**Alıntı:**
========================

Ancak; bizim milletimiz, dünyadaki olaylardan bihaber olduğu ve değişme hevesiyle özüne bigane kaldığı için düşünememekte, olayların perde arkasını görememekte ve gerçeğin farkına varamamaktadır. İnsanlar koro halinde konuşup, sürü halinde yaşadıklarından, gerçeği kavrayamamakta, olayları müşahede edememekte ve anlamlı bir yaşama erişememektedirler. Binaenaleyh, okuması da muayyen kalıplar çerçevesinde ve sığ bir şekildedir. İşte tüm sorunlarımızda buradan neşet etmektedir. Aklımızı kullanıp akledememek. Montaigne diyor ki: ‘’başkalarının bilgisi ile bilgili olsak ta, ancak kendi aklımızla akıllı olabiliriz.’’ Çok yerinde bir söz değil mi? Yine Akif diyor ki: ‘’hayatı anlamıyor. Çünkü görmüyor, okuyor; zavallı kırkına gelmişte ağzı süt kokuyor.’’

 

 

 

Evet, dostlar; bakmak başka görmek başka; okumak başka anlamak başka. İnsanlarımızın gerçekleri görmesi, anlaması için; tüketici ve hadim değil, bizatihi aklını kullanarak üretici, yaratıcı, tefekkür eden ve akleden konuma geçmesi yani yörüngenin öznesi olması iktiza eder. Modernite, insanoğlunu, keyfiyetçi, hazırlopçu, nemelazımcı, buyurgan ve güdümlü ticari kişilikler haline getirmiştir. Hâlbuki ülkemiz ve insanlarımız üzerinde devasa ve netameli oyunlar tezgâhlanmakta, başına bin bir çeşit tezgâhta bin türlü çorap örülmekte, haddizatında insanımız kendi üzerinde oynana oyunlarda piyon olarak kullanılmaktadır. Bu çok üzücü ve kahredici bir durumdur. Ülkemiz ve insanımız büyük bir vartanın kenarında ayağının altında ki taşlar ağır ağır yerinden oynatılmaktadır. Buna rağmen işin vahameti hala idrak edilebilmiş değildir.

========================

[Nesne konumu etiketleme girdileri]
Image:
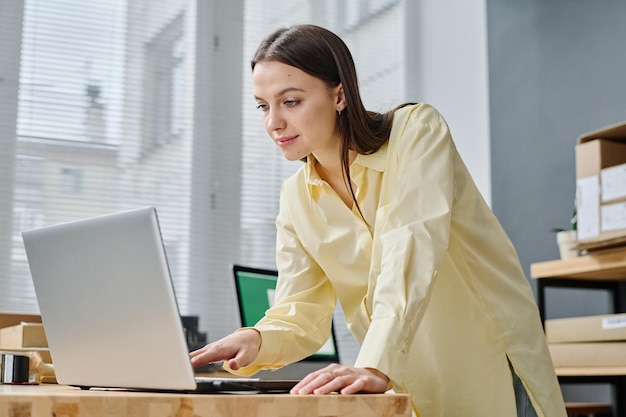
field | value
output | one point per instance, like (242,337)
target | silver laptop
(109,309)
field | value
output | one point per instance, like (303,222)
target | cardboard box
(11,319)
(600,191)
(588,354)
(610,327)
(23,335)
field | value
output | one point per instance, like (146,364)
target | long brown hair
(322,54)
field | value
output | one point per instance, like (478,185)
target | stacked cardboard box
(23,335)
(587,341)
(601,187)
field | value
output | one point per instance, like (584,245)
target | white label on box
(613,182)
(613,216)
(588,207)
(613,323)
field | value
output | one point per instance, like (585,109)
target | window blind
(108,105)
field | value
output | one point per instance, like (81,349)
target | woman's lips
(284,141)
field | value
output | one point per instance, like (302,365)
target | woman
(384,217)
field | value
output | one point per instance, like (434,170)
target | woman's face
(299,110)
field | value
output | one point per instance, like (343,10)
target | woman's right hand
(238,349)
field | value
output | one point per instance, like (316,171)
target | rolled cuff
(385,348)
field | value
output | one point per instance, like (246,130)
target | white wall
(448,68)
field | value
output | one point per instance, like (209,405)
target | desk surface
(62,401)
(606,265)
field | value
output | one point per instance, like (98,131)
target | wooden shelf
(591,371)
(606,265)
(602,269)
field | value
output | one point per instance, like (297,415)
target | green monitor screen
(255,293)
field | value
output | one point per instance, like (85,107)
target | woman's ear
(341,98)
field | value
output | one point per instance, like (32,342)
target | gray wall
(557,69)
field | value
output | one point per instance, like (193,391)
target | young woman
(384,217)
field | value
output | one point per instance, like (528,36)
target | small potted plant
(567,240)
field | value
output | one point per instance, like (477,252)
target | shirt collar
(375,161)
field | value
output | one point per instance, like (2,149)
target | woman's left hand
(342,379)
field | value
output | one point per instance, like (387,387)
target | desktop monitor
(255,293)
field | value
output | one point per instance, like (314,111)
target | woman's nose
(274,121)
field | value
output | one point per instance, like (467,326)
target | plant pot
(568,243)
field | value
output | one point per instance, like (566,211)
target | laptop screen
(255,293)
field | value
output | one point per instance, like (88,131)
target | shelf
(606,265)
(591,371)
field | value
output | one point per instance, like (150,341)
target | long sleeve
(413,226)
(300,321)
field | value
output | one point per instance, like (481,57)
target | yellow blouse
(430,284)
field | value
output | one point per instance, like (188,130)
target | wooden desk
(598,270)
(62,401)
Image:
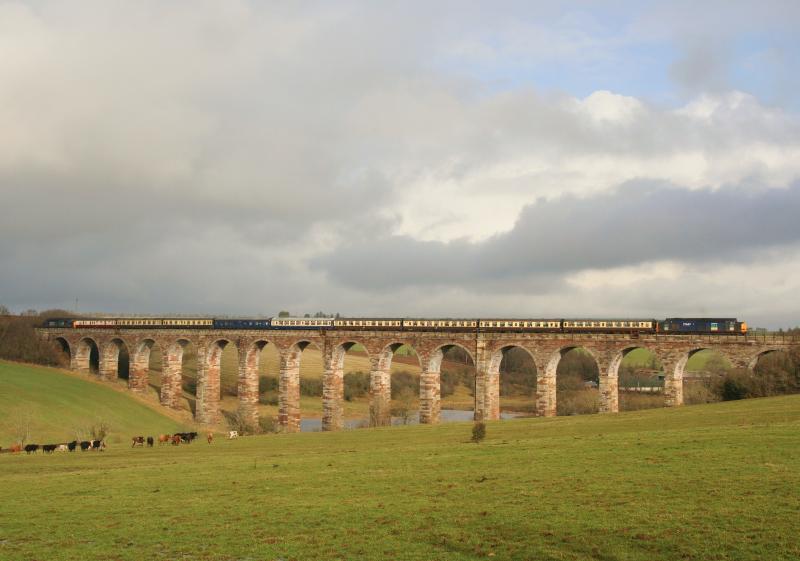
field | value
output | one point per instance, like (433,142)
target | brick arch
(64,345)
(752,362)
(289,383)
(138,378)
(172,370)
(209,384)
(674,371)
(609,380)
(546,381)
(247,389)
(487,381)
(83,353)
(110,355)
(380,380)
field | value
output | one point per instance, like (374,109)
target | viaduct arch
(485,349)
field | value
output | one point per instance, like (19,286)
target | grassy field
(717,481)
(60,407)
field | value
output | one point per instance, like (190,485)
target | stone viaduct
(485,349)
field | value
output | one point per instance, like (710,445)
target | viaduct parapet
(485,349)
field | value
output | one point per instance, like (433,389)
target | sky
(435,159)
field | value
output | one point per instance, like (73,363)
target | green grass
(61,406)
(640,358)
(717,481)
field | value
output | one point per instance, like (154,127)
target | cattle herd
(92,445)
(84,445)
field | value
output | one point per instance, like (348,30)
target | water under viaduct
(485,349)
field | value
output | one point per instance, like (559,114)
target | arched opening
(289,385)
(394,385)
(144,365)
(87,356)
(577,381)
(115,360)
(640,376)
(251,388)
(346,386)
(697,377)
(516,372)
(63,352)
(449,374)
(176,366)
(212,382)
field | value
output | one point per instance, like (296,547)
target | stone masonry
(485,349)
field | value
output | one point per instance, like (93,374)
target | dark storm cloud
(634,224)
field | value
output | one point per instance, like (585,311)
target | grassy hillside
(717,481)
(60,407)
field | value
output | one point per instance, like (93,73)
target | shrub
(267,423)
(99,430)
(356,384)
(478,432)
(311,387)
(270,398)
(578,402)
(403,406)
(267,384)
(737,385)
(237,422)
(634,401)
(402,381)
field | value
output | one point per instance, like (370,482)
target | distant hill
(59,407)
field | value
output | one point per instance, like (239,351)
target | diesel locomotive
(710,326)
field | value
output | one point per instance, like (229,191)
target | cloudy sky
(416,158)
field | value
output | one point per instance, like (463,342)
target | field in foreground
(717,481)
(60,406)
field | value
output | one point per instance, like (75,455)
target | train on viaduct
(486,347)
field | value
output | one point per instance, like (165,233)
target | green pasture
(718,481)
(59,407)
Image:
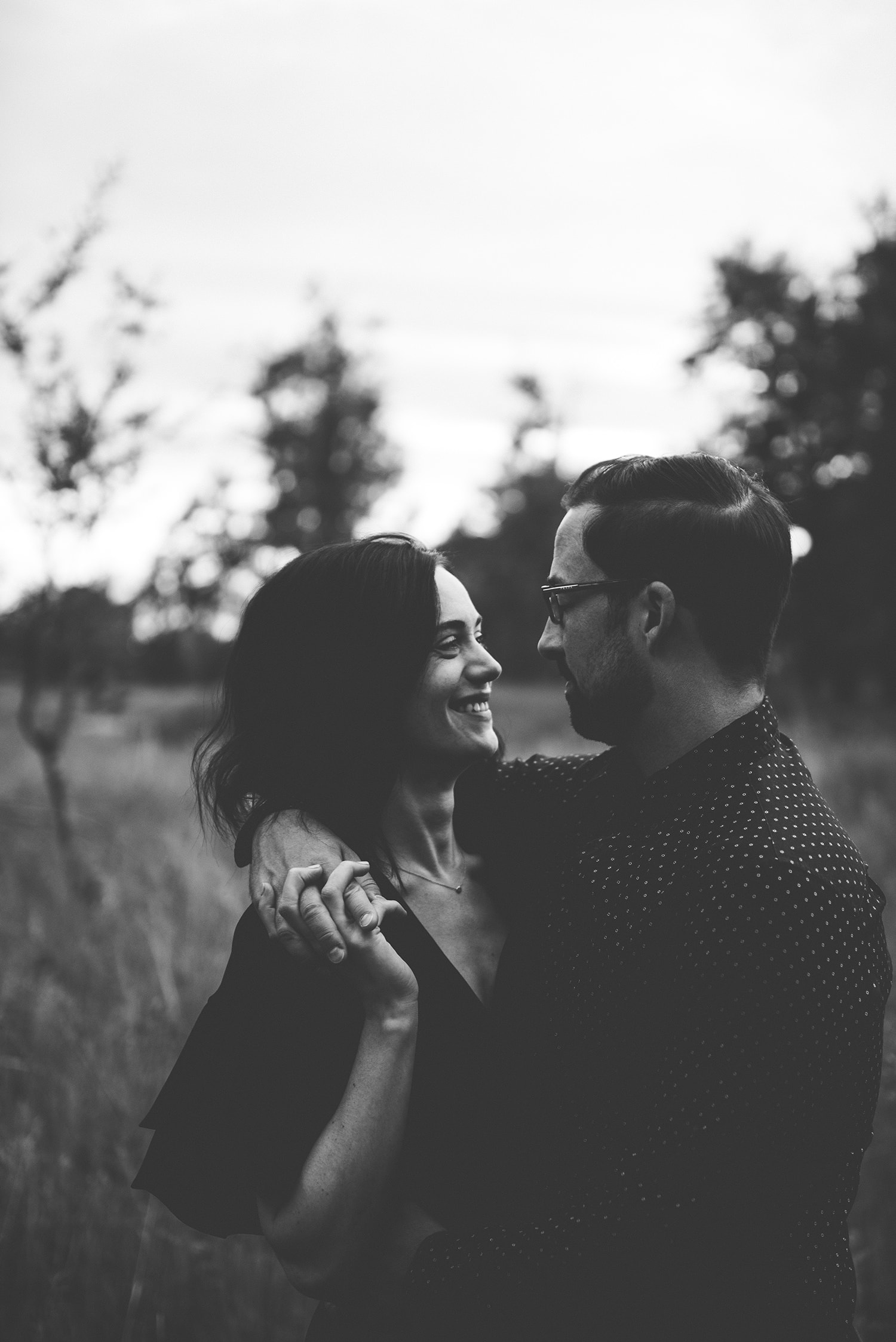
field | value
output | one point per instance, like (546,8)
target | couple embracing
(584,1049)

========================

**Görev listesi:**
A: Alıntıda "Evet, dostlar; bakmak" ile "idrak edilebilmiş değildir." arasındaki kısmı, iki uç da dahil olmak üzere aynen yeniden yazar mısın?
B: Girdilerde "long" kelimesini içeren her satırı listeler misin?
Alıntı ile girdiler birbirinden bağımsızdır.

**Cevaplar aşağıda:**
A:
Evet, dostlar; bakmak başka görmek başka; okumak başka anlamak başka. İnsanlarımızın gerçekleri görmesi, anlaması için; tüketici ve hadim değil, bizatihi aklını kullanarak üretici, yaratıcı, tefekkür eden ve akleden konuma geçmesi yani yörüngenin öznesi olması iktiza eder. Modernite, insanoğlunu, keyfiyetçi, hazırlopçu, nemelazımcı, buyurgan ve güdümlü ticari kişilikler haline getirmiştir. Hâlbuki ülkemiz ve insanlarımız üzerinde devasa ve netameli oyunlar tezgâhlanmakta, başına bin bir çeşit tezgâhta bin türlü çorap örülmekte, haddizatında insanımız kendi üzerinde oynana oyunlarda piyon olarak kullanılmaktadır. Bu çok üzücü ve kahredici bir durumdur. Ülkemiz ve insanımız büyük bir vartanın kenarında ayağının altında ki taşlar ağır ağır yerinden oynatılmaktadır. Buna rağmen işin vahameti hala idrak edilebilmiş değildir.

B:
target | long brown hair
target | long sleeve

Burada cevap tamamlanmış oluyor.